>> begin Record extracts
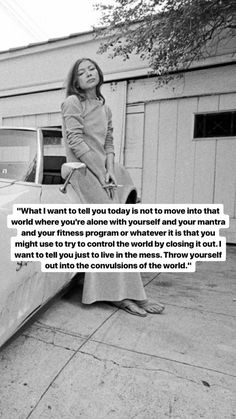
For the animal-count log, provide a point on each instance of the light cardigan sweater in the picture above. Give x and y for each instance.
(87, 125)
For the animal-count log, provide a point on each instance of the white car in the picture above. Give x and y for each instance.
(33, 170)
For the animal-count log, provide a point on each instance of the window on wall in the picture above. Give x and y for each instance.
(217, 124)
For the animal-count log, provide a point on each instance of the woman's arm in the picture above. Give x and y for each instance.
(109, 149)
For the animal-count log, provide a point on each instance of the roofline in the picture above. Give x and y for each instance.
(49, 41)
(18, 128)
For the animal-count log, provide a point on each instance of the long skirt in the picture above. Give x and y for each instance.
(105, 286)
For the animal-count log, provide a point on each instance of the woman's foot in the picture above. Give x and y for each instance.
(130, 307)
(151, 307)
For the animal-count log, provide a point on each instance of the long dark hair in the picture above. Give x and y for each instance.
(72, 86)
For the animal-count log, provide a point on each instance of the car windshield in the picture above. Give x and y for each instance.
(18, 154)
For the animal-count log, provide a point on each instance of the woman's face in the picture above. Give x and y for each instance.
(88, 76)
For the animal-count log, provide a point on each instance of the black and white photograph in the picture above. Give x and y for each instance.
(123, 112)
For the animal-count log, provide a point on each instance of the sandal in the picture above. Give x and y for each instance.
(131, 307)
(151, 307)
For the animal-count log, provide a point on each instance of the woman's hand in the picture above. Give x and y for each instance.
(110, 183)
(110, 177)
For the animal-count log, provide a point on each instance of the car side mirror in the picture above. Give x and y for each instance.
(67, 171)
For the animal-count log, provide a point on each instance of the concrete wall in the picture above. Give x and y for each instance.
(153, 126)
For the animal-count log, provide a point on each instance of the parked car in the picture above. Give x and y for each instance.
(33, 170)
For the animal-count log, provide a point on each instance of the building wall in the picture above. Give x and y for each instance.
(153, 127)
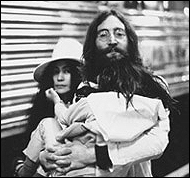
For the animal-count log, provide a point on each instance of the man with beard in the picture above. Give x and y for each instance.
(113, 64)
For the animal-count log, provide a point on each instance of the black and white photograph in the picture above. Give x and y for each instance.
(94, 88)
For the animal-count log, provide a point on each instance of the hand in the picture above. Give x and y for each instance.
(80, 156)
(48, 158)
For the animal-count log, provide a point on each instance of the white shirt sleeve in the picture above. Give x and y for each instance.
(149, 146)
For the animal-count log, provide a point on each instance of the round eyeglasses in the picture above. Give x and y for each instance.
(105, 35)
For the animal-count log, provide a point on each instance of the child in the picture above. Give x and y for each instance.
(103, 114)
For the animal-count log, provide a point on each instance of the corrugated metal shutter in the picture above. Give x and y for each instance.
(29, 31)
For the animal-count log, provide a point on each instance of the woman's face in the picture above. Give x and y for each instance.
(61, 77)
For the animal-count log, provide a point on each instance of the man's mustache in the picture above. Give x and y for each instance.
(113, 49)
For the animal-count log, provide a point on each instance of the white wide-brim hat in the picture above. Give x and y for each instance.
(66, 48)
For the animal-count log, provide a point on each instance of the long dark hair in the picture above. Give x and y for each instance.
(134, 78)
(41, 106)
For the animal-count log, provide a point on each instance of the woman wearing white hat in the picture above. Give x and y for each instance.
(61, 72)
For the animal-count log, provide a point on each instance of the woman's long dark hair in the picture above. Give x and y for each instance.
(41, 106)
(134, 78)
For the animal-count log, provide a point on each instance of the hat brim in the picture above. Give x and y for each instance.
(39, 70)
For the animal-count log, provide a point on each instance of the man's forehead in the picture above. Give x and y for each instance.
(112, 22)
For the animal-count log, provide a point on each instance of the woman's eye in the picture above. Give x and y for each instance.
(55, 71)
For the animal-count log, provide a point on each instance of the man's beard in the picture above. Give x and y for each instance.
(114, 71)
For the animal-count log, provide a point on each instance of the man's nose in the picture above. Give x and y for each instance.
(113, 41)
(60, 76)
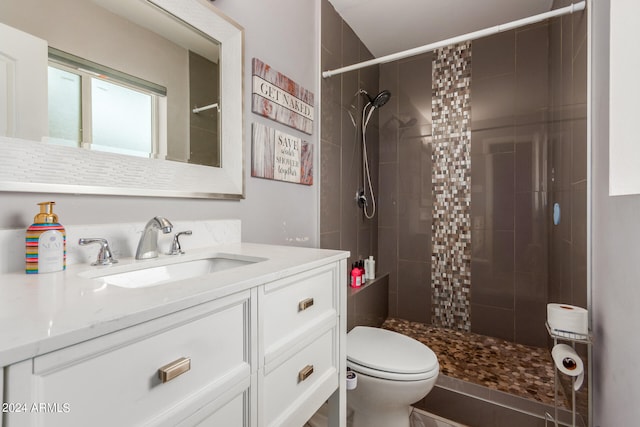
>> end Record extracts
**What is expected:**
Convert every line of the material above into a Markdown table with the columns "Row" and "Line", numbering the rows in order and omitting blank lines. Leave the pictures out of the table.

**Final result:**
| Row | Line |
|---|---|
| 1 | For the animal-count log, provide a point on each instance of the light cardigan sweater in the picture above. Give x and y for each instance. |
| 2 | (87, 125) |
| 3 | For the animal-count log, provide a point on each instance of the white car in the picture above. Give x and y for each instance. |
| 4 | (33, 170) |
| 5 | For the animal-count log, provide a point on each instance of the window on wall in the picture above. Give x and y for each instance. |
| 6 | (217, 124) |
| 7 | For the animal-count log, provide a point on each instance of the woman's arm in the picture above. Give x and y for each instance. |
| 8 | (109, 149) |
| 9 | For the animal-count log, provide a point on each instance of the roofline in the picture above. Give x and y for each instance. |
| 10 | (49, 41) |
| 11 | (18, 128) |
| 12 | For the animal-count log, provide a point on each instance of the long skirt in the picture above. Give x and y for each instance. |
| 13 | (105, 286) |
| 14 | For the animal-count log, provide a point on each instance of the woman's foot in the picture above. Give x and y for each instance. |
| 15 | (130, 307) |
| 16 | (151, 307) |
| 17 | For the animal-count log, provide a point on each instance of the long dark hair in the picture above. Give x and y for each instance. |
| 18 | (72, 86) |
| 19 | For the animal-count log, provide a point on each instance of the car windshield in the picture above. Give x and y for each instance. |
| 20 | (18, 154) |
| 21 | For the animal-count log, provide a point on each instance of the woman's face in the picture above. Give x and y for each instance. |
| 22 | (88, 76) |
| 23 | For the animal-count log, provide a point on each instance of the black and white photograph in the picture above. Give x and y for each instance. |
| 24 | (123, 112) |
| 25 | For the animal-count log, provide a point on each instance of the sandal in the picture above. Give x and y for each instance. |
| 26 | (131, 307) |
| 27 | (151, 307) |
| 28 | For the animal-count log, provide a point on each instance of the woman's hand in the picture above. Give x and y for each instance. |
| 29 | (110, 183) |
| 30 | (110, 177) |
| 31 | For the animal-count log, provide a point on each instance of the car side mirror in the picture above. Give x and y for each instance. |
| 32 | (67, 171) |
| 33 | For the animal-count log, provide a point on each instance of the concrete wall in the picture above. Give x and y for each instance. |
| 34 | (153, 126) |
| 35 | For the animal-count log, provide a point on each instance of the parked car in the picture above. Give x and y for each instance. |
| 36 | (33, 170) |
| 37 | For the animal-count log, provide a point on each instance of the building wall in the picture above. Give x and y for each instance. |
| 38 | (153, 127) |
| 39 | For the animal-count log, provide a point on each instance of the man with beard in the picture above. Give x and y for each instance. |
| 40 | (113, 64) |
| 41 | For the animal-count log, provide a point on each instance of the black and white photograph in the picture above. Give x and y for each instance. |
| 42 | (94, 88) |
| 43 | For the animal-count log, provide a point on each instance of the hand in the picture above. Give x and y for each instance. |
| 44 | (80, 156) |
| 45 | (48, 158) |
| 46 | For the animal-count log, provide a point on each instance of the white shirt sleeve in the picture above. Give x and y for each instance. |
| 47 | (149, 146) |
| 48 | For the animal-count log, provide a point on each instance of the round eyeglasses in the picture above. Give x and y for each instance. |
| 49 | (105, 35) |
| 50 | For the animal-count log, provide a point on each instance of the child in the picture above. Give x and y for each instance. |
| 51 | (103, 114) |
| 52 | For the animal-count log, provide a point on each instance of the corrugated metal shutter in the picture above. Give x and y for each instance. |
| 53 | (29, 31) |
| 54 | For the animal-count log, provide a point on each instance of the woman's face in the picture above. Give x and y for each instance. |
| 55 | (61, 77) |
| 56 | For the animal-count log, provide a point on each instance of the man's mustache in the picture above. Give x and y for each instance. |
| 57 | (113, 49) |
| 58 | For the animal-count log, provide a point on each instance of the white wide-brim hat in the picture above. Give x and y for each instance. |
| 59 | (66, 48) |
| 60 | For the animal-count log, provide a point on each instance of the long dark hair in the picture above. Give x and y for each instance. |
| 61 | (134, 78) |
| 62 | (41, 106) |
| 63 | For the animal-count log, provide a point on each instance of the woman wearing white hat in the picture above. Give x and y for each instance. |
| 64 | (61, 72) |
| 65 | For the animal-count log, provide a point on each instance of the woman's long dark hair in the picture above. Give x and y for each instance. |
| 66 | (41, 106) |
| 67 | (134, 78) |
| 68 | For the animal-count log, provide a point on each instance of the hat brim in the picture above. Give x and y for each instance. |
| 69 | (39, 70) |
| 70 | For the animal-count log, provide a point on each instance of the man's forehead in the picture above. Give x and y for each instance. |
| 71 | (112, 22) |
| 72 | For the animal-count log, provide a point on each instance of the woman's eye in the picture above. Give x and y for each instance. |
| 73 | (55, 71) |
| 74 | For the animal-count log, provide a point on each instance of the man's beard in the picture above. Give x and y for each instance. |
| 75 | (114, 71) |
| 76 | For the animal-count log, provide a point on each instance of the man's nose in the picture above. Give x and y for each instance. |
| 77 | (113, 41) |
| 78 | (60, 76) |